*Extract provided*
((

In this article we shall use the term "alignment graph" as it is defined in the graph-based alignment algorithm by Rausch et al. [8] and the corresponding implementation in the SeqAn sequence alignment library [9]. The alignment graph represents residues of aligned sequences by vertices and various signals on which the alignment is based, such as residue substitutions from the substitution model, structural links etc., by edges connecting the vertices. This provides a flexible model for scoring: any type of information can be introduced by adding edges or weights to the existing edges, while certain transformations of the graph help to avoid local minima during the optimization step.

The separation of the input signal for the alignment from the process that produces the alignment was pioneered by T-Coffee [10]. This program starts by compiling a library of local and global pairwise alignments, which equals to populating the alignment graph with the corresponding edges. T-Coffee was then extended to include structural information [11] and to combine alignments produced by other methods into a consensus alignment [12]. Another example is MaxFlow [13], which initializes the alignment graph with information from PSI-BLAST searches. We note that, in spite of these implementations, the contribution of various information sources to the quality of MPSA is yet to be analyzed. Here, we supply this need by presenting a clear comparison of sequence based information sources.

))

*Problems to solve*
A. List every software program or library named in the passage on alignment graphs.
B. According to the passage on alignment graphs, what does MaxFlow use to initialize the alignment graph?
The records that follow the passage on alignment graphs come from a separate source.

*Stored records*
((

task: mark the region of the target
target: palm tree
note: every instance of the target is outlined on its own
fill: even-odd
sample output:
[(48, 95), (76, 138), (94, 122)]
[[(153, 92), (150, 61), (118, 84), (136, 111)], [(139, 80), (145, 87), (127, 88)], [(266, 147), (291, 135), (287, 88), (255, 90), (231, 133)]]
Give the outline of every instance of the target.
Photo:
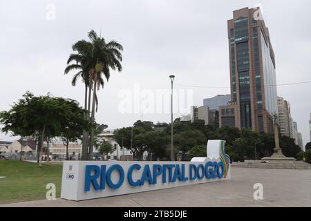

))

*Results*
A. SeqAn, T-Coffee, MaxFlow, PSI-BLAST

B. Information from PSI-BLAST searches.